Only the line containing "of the white" and those after it, up to the end of the records below, are to be set down, exactly as written.

Referring expression pointing data:
[Start of section]

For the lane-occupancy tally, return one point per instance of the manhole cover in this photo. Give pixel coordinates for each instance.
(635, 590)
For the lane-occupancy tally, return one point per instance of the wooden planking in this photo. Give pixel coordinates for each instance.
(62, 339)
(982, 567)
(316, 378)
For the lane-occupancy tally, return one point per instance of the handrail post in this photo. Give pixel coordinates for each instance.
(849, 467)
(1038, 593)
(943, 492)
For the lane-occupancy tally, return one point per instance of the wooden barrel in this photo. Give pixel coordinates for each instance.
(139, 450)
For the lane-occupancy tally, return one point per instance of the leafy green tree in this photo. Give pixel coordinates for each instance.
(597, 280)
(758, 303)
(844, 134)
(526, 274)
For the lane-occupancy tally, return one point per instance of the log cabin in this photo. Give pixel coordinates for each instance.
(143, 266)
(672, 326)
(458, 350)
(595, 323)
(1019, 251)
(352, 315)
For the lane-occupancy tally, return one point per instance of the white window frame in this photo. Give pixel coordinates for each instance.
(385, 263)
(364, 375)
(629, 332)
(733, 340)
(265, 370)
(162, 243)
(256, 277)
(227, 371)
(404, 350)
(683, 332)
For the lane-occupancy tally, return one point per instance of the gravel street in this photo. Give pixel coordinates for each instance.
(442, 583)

[End of section]

Problem solution:
For the lane-occupancy tally, return one point per instance of the white window frame in this photo. Give pixel coordinates for each instance.
(385, 263)
(364, 375)
(629, 332)
(733, 340)
(265, 370)
(162, 243)
(256, 277)
(227, 371)
(404, 350)
(683, 332)
For the lane-occupancy tally, return one point per instance of the gravel street in this photo. Give pixel coordinates for each instance.
(442, 583)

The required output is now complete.